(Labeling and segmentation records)

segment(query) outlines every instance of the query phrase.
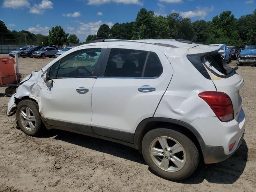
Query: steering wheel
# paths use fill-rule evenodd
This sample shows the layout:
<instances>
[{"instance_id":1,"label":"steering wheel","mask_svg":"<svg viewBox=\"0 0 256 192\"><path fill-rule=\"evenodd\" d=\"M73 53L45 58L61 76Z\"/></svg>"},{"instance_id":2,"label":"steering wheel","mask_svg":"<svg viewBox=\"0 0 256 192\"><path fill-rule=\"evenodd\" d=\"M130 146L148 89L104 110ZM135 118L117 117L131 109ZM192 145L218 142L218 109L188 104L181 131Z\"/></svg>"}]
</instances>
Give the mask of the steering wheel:
<instances>
[{"instance_id":1,"label":"steering wheel","mask_svg":"<svg viewBox=\"0 0 256 192\"><path fill-rule=\"evenodd\" d=\"M86 71L86 72L87 72L87 73L86 73L86 74L89 74L91 75L92 73L91 73L91 72L88 70L87 69L86 69L86 68L85 68L84 67L83 67L83 66L80 66L80 67L78 67L77 68L76 68L76 69L75 70L75 72L76 72L76 75L77 76L79 76L79 74L80 74L80 73L79 73L79 72L78 72L78 70L80 69L83 69L85 71ZM84 73L84 74L85 74L86 73Z\"/></svg>"}]
</instances>

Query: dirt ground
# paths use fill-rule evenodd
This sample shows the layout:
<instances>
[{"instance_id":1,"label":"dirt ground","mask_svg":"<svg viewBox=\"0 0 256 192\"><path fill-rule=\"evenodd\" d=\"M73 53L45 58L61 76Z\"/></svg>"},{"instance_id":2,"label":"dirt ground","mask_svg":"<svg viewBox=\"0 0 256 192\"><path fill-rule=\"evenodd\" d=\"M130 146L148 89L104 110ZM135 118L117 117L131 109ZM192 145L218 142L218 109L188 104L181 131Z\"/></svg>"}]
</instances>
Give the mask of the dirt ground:
<instances>
[{"instance_id":1,"label":"dirt ground","mask_svg":"<svg viewBox=\"0 0 256 192\"><path fill-rule=\"evenodd\" d=\"M52 59L19 58L20 72L26 76ZM10 98L0 88L0 192L256 191L256 67L238 71L245 82L241 146L229 159L201 163L190 178L177 182L154 174L138 151L122 145L56 130L40 137L25 135L14 116L6 116Z\"/></svg>"}]
</instances>

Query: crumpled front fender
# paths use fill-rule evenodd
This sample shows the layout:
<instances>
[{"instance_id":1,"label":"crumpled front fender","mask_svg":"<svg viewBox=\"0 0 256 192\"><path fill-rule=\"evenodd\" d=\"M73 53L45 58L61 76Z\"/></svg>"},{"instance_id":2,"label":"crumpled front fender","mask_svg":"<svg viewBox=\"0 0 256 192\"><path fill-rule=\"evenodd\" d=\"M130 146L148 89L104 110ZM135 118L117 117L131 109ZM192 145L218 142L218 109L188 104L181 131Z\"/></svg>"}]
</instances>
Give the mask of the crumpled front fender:
<instances>
[{"instance_id":1,"label":"crumpled front fender","mask_svg":"<svg viewBox=\"0 0 256 192\"><path fill-rule=\"evenodd\" d=\"M8 105L7 106L7 116L12 116L13 114L12 113L17 108L17 105L14 103L14 96L15 94L14 94L11 97L11 99L9 101Z\"/></svg>"}]
</instances>

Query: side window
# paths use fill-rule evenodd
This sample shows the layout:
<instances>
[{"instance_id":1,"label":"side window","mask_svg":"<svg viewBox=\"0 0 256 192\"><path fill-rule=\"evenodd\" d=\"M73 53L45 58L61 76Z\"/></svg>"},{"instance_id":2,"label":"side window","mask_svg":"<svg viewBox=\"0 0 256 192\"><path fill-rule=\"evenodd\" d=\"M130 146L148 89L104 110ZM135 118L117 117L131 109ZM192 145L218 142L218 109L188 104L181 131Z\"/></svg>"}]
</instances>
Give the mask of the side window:
<instances>
[{"instance_id":1,"label":"side window","mask_svg":"<svg viewBox=\"0 0 256 192\"><path fill-rule=\"evenodd\" d=\"M58 61L57 62L56 62L50 68L50 72L49 72L49 76L50 78L52 79L56 77L59 62L60 61Z\"/></svg>"},{"instance_id":2,"label":"side window","mask_svg":"<svg viewBox=\"0 0 256 192\"><path fill-rule=\"evenodd\" d=\"M147 51L112 49L105 72L107 77L141 77Z\"/></svg>"},{"instance_id":3,"label":"side window","mask_svg":"<svg viewBox=\"0 0 256 192\"><path fill-rule=\"evenodd\" d=\"M125 49L112 49L105 72L106 77L157 77L163 68L156 53Z\"/></svg>"},{"instance_id":4,"label":"side window","mask_svg":"<svg viewBox=\"0 0 256 192\"><path fill-rule=\"evenodd\" d=\"M150 52L148 58L144 77L157 77L163 72L163 67L156 53Z\"/></svg>"},{"instance_id":5,"label":"side window","mask_svg":"<svg viewBox=\"0 0 256 192\"><path fill-rule=\"evenodd\" d=\"M57 78L94 76L101 49L87 49L71 53L62 58ZM95 75L94 75L95 76Z\"/></svg>"}]
</instances>

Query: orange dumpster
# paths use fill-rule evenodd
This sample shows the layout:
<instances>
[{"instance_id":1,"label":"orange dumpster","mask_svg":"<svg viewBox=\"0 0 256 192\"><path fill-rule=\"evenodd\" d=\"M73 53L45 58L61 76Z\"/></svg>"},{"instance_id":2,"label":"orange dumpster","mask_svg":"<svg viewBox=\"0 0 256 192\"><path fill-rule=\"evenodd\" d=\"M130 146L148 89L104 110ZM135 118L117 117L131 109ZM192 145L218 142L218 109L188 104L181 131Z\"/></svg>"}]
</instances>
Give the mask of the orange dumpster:
<instances>
[{"instance_id":1,"label":"orange dumpster","mask_svg":"<svg viewBox=\"0 0 256 192\"><path fill-rule=\"evenodd\" d=\"M17 83L14 64L11 57L0 57L0 85Z\"/></svg>"}]
</instances>

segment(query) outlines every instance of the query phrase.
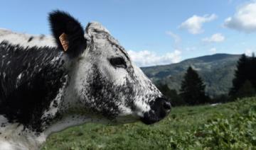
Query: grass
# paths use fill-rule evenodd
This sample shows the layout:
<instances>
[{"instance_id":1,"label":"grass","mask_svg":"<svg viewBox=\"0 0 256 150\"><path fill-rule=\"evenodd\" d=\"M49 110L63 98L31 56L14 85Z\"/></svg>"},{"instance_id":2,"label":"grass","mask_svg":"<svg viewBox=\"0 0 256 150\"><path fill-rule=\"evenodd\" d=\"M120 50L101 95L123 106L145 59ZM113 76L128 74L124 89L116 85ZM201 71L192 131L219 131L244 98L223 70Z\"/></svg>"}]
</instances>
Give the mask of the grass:
<instances>
[{"instance_id":1,"label":"grass","mask_svg":"<svg viewBox=\"0 0 256 150\"><path fill-rule=\"evenodd\" d=\"M256 98L173 108L164 120L87 123L52 134L42 149L256 149Z\"/></svg>"}]
</instances>

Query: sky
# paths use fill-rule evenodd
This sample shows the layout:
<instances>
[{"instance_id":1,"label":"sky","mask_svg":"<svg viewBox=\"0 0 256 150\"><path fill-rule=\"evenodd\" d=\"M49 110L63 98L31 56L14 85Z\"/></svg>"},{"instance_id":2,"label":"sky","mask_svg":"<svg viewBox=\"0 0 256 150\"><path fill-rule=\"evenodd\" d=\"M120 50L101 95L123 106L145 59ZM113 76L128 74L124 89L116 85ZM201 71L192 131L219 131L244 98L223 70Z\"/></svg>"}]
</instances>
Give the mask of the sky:
<instances>
[{"instance_id":1,"label":"sky","mask_svg":"<svg viewBox=\"0 0 256 150\"><path fill-rule=\"evenodd\" d=\"M1 0L0 28L50 35L48 14L101 23L139 67L256 52L255 0Z\"/></svg>"}]
</instances>

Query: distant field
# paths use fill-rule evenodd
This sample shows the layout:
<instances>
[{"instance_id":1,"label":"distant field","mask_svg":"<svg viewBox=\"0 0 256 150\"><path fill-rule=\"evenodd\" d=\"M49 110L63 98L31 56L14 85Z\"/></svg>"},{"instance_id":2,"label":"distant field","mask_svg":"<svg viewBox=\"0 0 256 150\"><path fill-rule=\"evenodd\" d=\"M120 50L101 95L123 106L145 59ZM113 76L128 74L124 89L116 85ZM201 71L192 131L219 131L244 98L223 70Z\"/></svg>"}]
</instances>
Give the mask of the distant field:
<instances>
[{"instance_id":1,"label":"distant field","mask_svg":"<svg viewBox=\"0 0 256 150\"><path fill-rule=\"evenodd\" d=\"M153 125L87 123L54 134L43 149L256 149L256 98L178 107Z\"/></svg>"}]
</instances>

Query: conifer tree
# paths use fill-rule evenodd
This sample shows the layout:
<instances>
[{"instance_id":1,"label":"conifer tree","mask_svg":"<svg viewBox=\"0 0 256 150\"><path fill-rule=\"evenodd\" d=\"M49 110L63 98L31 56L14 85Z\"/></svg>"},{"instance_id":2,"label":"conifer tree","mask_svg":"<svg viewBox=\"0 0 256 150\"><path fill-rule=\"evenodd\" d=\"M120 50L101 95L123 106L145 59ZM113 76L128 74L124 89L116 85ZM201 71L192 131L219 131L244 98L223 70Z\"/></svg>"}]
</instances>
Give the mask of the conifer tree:
<instances>
[{"instance_id":1,"label":"conifer tree","mask_svg":"<svg viewBox=\"0 0 256 150\"><path fill-rule=\"evenodd\" d=\"M249 59L245 54L242 54L237 64L237 69L235 72L235 78L233 80L233 87L230 91L230 96L235 96L245 80L248 79L247 72L249 66Z\"/></svg>"},{"instance_id":2,"label":"conifer tree","mask_svg":"<svg viewBox=\"0 0 256 150\"><path fill-rule=\"evenodd\" d=\"M233 87L230 91L231 98L242 98L254 95L256 89L256 58L242 54L239 59Z\"/></svg>"},{"instance_id":3,"label":"conifer tree","mask_svg":"<svg viewBox=\"0 0 256 150\"><path fill-rule=\"evenodd\" d=\"M193 105L208 102L205 93L206 86L198 73L189 67L181 83L180 96L188 105Z\"/></svg>"}]
</instances>

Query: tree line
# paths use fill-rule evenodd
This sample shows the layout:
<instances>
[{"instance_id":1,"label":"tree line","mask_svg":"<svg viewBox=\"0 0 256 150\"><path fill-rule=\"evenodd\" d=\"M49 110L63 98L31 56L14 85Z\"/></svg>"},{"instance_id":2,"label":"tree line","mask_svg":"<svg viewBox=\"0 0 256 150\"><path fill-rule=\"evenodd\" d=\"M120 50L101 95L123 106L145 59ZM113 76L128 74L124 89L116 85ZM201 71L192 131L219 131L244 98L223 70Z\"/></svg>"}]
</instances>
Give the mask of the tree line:
<instances>
[{"instance_id":1,"label":"tree line","mask_svg":"<svg viewBox=\"0 0 256 150\"><path fill-rule=\"evenodd\" d=\"M185 73L178 93L167 84L156 85L173 105L195 105L225 103L238 98L256 96L256 58L242 54L234 74L233 87L227 95L210 98L206 94L206 85L197 71L189 67Z\"/></svg>"}]
</instances>

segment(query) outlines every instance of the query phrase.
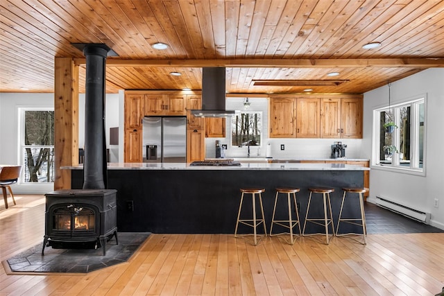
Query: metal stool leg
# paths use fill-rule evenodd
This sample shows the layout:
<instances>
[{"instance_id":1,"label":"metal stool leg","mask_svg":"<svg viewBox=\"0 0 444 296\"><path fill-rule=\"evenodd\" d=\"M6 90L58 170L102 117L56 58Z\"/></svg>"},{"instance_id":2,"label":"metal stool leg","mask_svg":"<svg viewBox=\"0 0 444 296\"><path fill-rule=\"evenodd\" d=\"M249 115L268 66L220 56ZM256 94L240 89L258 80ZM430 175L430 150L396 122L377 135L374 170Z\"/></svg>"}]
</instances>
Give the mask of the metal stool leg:
<instances>
[{"instance_id":1,"label":"metal stool leg","mask_svg":"<svg viewBox=\"0 0 444 296\"><path fill-rule=\"evenodd\" d=\"M275 222L275 214L276 214L276 204L278 203L278 195L279 195L279 192L276 191L276 197L275 198L275 206L273 208L273 216L271 216L271 226L270 226L270 236L272 235L273 232L273 225Z\"/></svg>"},{"instance_id":2,"label":"metal stool leg","mask_svg":"<svg viewBox=\"0 0 444 296\"><path fill-rule=\"evenodd\" d=\"M239 219L241 217L241 209L242 209L242 202L244 202L244 192L241 196L241 203L239 205L239 211L237 212L237 220L236 220L236 229L234 229L234 237L237 237L237 227L239 227Z\"/></svg>"},{"instance_id":3,"label":"metal stool leg","mask_svg":"<svg viewBox=\"0 0 444 296\"><path fill-rule=\"evenodd\" d=\"M264 215L264 207L262 206L262 194L259 193L259 202L261 206L261 214L262 214L262 224L264 225L264 234L266 236L266 227L265 226L265 216Z\"/></svg>"},{"instance_id":4,"label":"metal stool leg","mask_svg":"<svg viewBox=\"0 0 444 296\"><path fill-rule=\"evenodd\" d=\"M299 229L299 235L302 235L300 231L300 220L299 220L299 209L298 209L298 203L296 202L296 193L293 193L293 199L294 200L295 210L296 211L296 218L298 219L298 228Z\"/></svg>"},{"instance_id":5,"label":"metal stool leg","mask_svg":"<svg viewBox=\"0 0 444 296\"><path fill-rule=\"evenodd\" d=\"M311 202L311 194L310 192L310 196L308 198L308 205L307 206L307 213L305 213L305 220L304 220L304 228L302 229L302 236L305 235L305 226L307 225L307 218L308 218L308 212L310 210L310 202Z\"/></svg>"},{"instance_id":6,"label":"metal stool leg","mask_svg":"<svg viewBox=\"0 0 444 296\"><path fill-rule=\"evenodd\" d=\"M362 222L362 233L364 234L364 244L367 244L367 225L366 223L366 212L364 210L364 200L362 193L359 193L359 205L361 207L361 220Z\"/></svg>"},{"instance_id":7,"label":"metal stool leg","mask_svg":"<svg viewBox=\"0 0 444 296\"><path fill-rule=\"evenodd\" d=\"M242 195L241 196L241 202L239 203L239 211L237 212L237 220L236 220L236 228L234 229L234 237L237 238L237 237L240 237L240 236L245 236L245 235L239 235L237 234L238 229L239 229L239 223L242 223L242 224L245 224L246 225L248 225L249 227L251 227L253 228L253 244L255 245L257 245L258 243L258 240L257 240L257 236L262 237L262 236L266 236L266 227L265 225L265 218L264 218L264 207L262 206L262 197L261 195L261 192L263 192L263 191L264 191L264 189L241 189L242 191ZM262 190L262 191L261 191ZM253 218L246 218L246 219L241 219L241 211L242 211L242 207L243 207L243 204L244 204L244 193L247 193L247 194L251 194L251 198L252 198L252 201L251 201L251 204L252 204L252 210L253 210ZM256 195L259 195L259 206L260 207L260 214L262 215L262 216L259 218L257 217L257 213L256 213ZM259 226L259 225L260 223L263 223L264 224L264 236L262 236L262 235L258 235L257 234L257 227ZM246 234L246 235L248 235L248 234ZM249 235L251 235L249 234Z\"/></svg>"},{"instance_id":8,"label":"metal stool leg","mask_svg":"<svg viewBox=\"0 0 444 296\"><path fill-rule=\"evenodd\" d=\"M344 200L345 199L345 191L344 191L344 194L342 195L342 202L341 202L341 210L339 211L339 218L338 219L338 225L336 227L336 234L337 236L338 231L339 230L339 224L341 223L341 217L342 217L342 209L344 207Z\"/></svg>"},{"instance_id":9,"label":"metal stool leg","mask_svg":"<svg viewBox=\"0 0 444 296\"><path fill-rule=\"evenodd\" d=\"M327 193L327 198L328 199L328 208L330 210L330 222L332 223L332 231L333 232L333 236L334 236L334 223L333 223L333 212L332 211L332 202L330 202L330 193Z\"/></svg>"},{"instance_id":10,"label":"metal stool leg","mask_svg":"<svg viewBox=\"0 0 444 296\"><path fill-rule=\"evenodd\" d=\"M257 224L256 223L256 196L255 193L253 193L253 239L255 242L255 245L257 245Z\"/></svg>"}]
</instances>

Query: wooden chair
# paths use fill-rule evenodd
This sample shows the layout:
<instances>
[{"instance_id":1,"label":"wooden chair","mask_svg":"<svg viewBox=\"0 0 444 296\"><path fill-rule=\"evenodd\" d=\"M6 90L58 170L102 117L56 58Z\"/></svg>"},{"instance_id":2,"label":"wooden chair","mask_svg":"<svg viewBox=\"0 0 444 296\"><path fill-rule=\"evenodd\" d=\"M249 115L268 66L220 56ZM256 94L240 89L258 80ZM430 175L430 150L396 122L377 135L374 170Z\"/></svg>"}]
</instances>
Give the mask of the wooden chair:
<instances>
[{"instance_id":1,"label":"wooden chair","mask_svg":"<svg viewBox=\"0 0 444 296\"><path fill-rule=\"evenodd\" d=\"M6 166L0 168L0 187L1 187L1 190L3 191L3 198L5 201L5 207L6 209L8 209L7 188L9 189L9 193L11 195L11 198L12 198L14 204L17 204L10 185L17 183L21 171L22 166Z\"/></svg>"}]
</instances>

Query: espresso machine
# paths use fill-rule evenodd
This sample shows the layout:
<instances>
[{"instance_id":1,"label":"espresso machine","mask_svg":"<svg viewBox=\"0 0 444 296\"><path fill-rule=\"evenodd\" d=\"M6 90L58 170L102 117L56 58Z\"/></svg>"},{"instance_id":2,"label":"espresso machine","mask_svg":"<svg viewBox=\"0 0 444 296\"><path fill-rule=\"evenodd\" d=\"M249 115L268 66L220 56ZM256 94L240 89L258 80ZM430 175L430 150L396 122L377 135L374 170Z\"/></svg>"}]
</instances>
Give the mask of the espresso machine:
<instances>
[{"instance_id":1,"label":"espresso machine","mask_svg":"<svg viewBox=\"0 0 444 296\"><path fill-rule=\"evenodd\" d=\"M343 144L342 142L334 142L332 145L331 158L343 158L345 157L345 148L347 145Z\"/></svg>"},{"instance_id":2,"label":"espresso machine","mask_svg":"<svg viewBox=\"0 0 444 296\"><path fill-rule=\"evenodd\" d=\"M225 149L219 140L216 140L216 158L225 158Z\"/></svg>"}]
</instances>

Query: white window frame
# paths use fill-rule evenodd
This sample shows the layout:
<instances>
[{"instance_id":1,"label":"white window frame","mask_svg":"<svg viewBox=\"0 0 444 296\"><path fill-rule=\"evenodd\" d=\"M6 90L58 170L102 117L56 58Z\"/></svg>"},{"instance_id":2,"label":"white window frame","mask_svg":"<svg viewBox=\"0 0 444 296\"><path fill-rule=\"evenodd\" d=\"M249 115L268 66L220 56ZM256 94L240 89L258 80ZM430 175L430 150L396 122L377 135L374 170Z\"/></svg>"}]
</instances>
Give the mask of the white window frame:
<instances>
[{"instance_id":1,"label":"white window frame","mask_svg":"<svg viewBox=\"0 0 444 296\"><path fill-rule=\"evenodd\" d=\"M419 137L420 137L420 121L419 121L419 106L420 103L424 104L424 130L422 138L422 167L419 166ZM381 164L379 162L379 131L381 112L387 111L389 109L393 110L394 121L398 126L400 126L400 109L407 106L411 107L411 130L410 130L410 166L401 166L399 157L400 140L399 129L395 128L393 131L392 145L398 149L395 156L392 158L391 164ZM372 168L395 171L398 173L405 173L412 175L425 175L426 168L426 128L427 128L427 96L421 95L414 98L411 98L402 102L393 104L391 106L385 105L373 110L373 147L372 147Z\"/></svg>"},{"instance_id":2,"label":"white window frame","mask_svg":"<svg viewBox=\"0 0 444 296\"><path fill-rule=\"evenodd\" d=\"M21 173L21 176L20 178L19 179L19 184L21 185L25 185L25 186L48 186L48 185L51 185L51 186L53 186L54 182L26 182L25 178L24 178L24 174L25 174L25 157L24 157L24 149L26 147L27 147L27 145L25 145L24 143L24 132L25 132L25 112L26 111L54 111L54 108L53 107L20 107L18 108L19 109L19 137L18 137L18 141L19 141L19 145L17 146L19 151L18 151L18 155L19 155L19 163L22 164L22 165L23 166L23 168L22 170L22 173ZM43 147L43 148L52 148L54 149L54 146L55 145L53 146L38 146L36 147Z\"/></svg>"}]
</instances>

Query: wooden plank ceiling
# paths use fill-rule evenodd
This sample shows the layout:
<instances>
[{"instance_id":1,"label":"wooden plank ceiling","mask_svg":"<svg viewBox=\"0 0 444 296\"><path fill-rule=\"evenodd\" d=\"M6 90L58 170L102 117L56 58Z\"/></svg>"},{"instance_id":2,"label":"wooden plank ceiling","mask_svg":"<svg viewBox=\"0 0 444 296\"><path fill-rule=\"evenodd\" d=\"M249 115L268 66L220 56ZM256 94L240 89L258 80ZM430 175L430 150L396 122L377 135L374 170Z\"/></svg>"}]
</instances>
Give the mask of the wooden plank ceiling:
<instances>
[{"instance_id":1,"label":"wooden plank ceiling","mask_svg":"<svg viewBox=\"0 0 444 296\"><path fill-rule=\"evenodd\" d=\"M107 60L108 93L200 89L201 67L219 66L229 93L364 93L444 67L443 1L3 0L0 12L1 92L53 92L54 57L76 58L84 92L71 43L119 54ZM254 85L271 80L298 85ZM345 82L300 85L326 80Z\"/></svg>"}]
</instances>

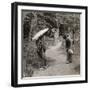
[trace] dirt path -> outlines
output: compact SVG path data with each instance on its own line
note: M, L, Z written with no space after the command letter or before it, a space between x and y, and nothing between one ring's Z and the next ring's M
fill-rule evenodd
M48 67L46 69L40 69L34 72L37 76L55 76L55 75L75 75L78 72L75 71L75 63L66 64L66 53L61 47L61 42L56 46L51 46L46 51L46 57L48 60Z

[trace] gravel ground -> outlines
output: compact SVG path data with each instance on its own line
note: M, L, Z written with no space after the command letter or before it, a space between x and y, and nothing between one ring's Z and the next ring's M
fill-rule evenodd
M61 44L62 42L59 42L56 46L50 46L47 49L48 67L34 71L33 77L80 74L80 57L73 55L72 63L66 64L66 52Z

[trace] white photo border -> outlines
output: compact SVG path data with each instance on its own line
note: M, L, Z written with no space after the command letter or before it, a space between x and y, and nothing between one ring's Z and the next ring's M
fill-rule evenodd
M57 11L57 12L75 12L75 13L81 13L80 15L80 75L65 75L65 76L48 76L48 77L30 77L30 78L21 78L21 11L22 10L39 10L39 11ZM18 33L18 57L17 57L17 84L18 85L30 85L30 84L36 84L36 83L53 83L53 82L74 82L74 81L85 81L86 80L86 57L85 57L85 32L86 32L86 12L85 9L82 8L63 8L63 7L44 7L44 6L29 6L29 5L17 5L17 33Z

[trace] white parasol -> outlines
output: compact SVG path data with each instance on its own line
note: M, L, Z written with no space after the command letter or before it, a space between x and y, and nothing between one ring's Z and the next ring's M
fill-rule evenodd
M45 28L43 30L40 30L36 35L32 38L32 40L37 40L40 36L42 36L44 33L46 33L49 29Z

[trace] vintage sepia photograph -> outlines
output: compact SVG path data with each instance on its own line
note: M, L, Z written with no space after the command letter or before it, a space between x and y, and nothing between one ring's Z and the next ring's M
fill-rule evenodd
M87 7L12 4L12 86L87 82Z
M22 10L22 78L80 75L80 14Z

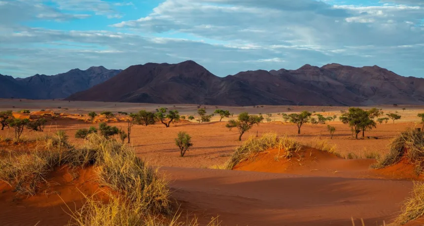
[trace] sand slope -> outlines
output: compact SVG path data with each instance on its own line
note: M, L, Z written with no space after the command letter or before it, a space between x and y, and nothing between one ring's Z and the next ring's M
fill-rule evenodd
M412 182L304 176L234 170L163 167L181 207L224 225L367 225L389 222Z

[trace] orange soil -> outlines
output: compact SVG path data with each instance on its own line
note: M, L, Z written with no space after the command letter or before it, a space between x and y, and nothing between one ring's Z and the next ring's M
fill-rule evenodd
M78 170L74 180L68 170L65 167L51 173L49 187L34 196L18 194L0 182L0 225L65 225L71 219L68 207L72 211L80 207L84 195L95 194L97 198L106 200L105 189L94 180L92 167Z

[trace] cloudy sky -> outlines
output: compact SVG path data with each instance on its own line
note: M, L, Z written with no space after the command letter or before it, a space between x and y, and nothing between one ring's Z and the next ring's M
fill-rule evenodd
M192 60L218 76L306 64L424 77L424 0L0 0L0 73Z

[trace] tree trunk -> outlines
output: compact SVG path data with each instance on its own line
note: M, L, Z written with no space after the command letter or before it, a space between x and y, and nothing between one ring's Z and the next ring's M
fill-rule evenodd
M240 135L239 136L239 141L242 141L242 136L243 135L243 133L245 133L245 132L242 132L240 133Z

What you have to do: Print exactly the lines above, starting at the line that contains "[trace] sand slope -> outlines" and ending with the last line of the records, both included.

Response to the task:
[trace] sand slope -> outlines
output: compact SVG path data with each instance on its own line
note: M, L, Z written with no space after the command letter or before it, a space between x and y, and nothing between one ring's Z and the next ring's M
fill-rule evenodd
M412 182L304 176L234 170L163 167L181 207L224 225L367 225L389 222Z

[trace] orange soil -> outlines
output: compact SVG path data with each instance on its own line
note: M, L, Z written with no space after the command letter or before it, a space between x and y, and nothing between one ring's Z and the next ring's M
fill-rule evenodd
M78 170L74 180L68 170L65 167L51 173L49 187L34 196L18 194L0 182L0 225L65 225L71 219L68 207L72 211L80 207L84 195L95 194L97 198L106 200L105 189L94 180L92 167Z

[trace] cloudy sky -> outlines
output: compact SVG path data with each instance on its own line
note: M, L, Z written with no space after the command letter or before it, a space between x and y, and nothing between one ring's Z and the next ring's M
fill-rule evenodd
M192 60L218 76L306 64L424 77L424 0L0 0L0 73Z

[trace] tree trunk -> outlines
output: compact SVG path data with each instance on its own line
note: M, L, Z written with no space after the command letter or before it, a space between x and y, and nothing between one ring's Z and the next ring's M
fill-rule evenodd
M240 135L239 136L239 141L242 141L242 136L243 135L243 133L245 133L245 132L242 132L240 133Z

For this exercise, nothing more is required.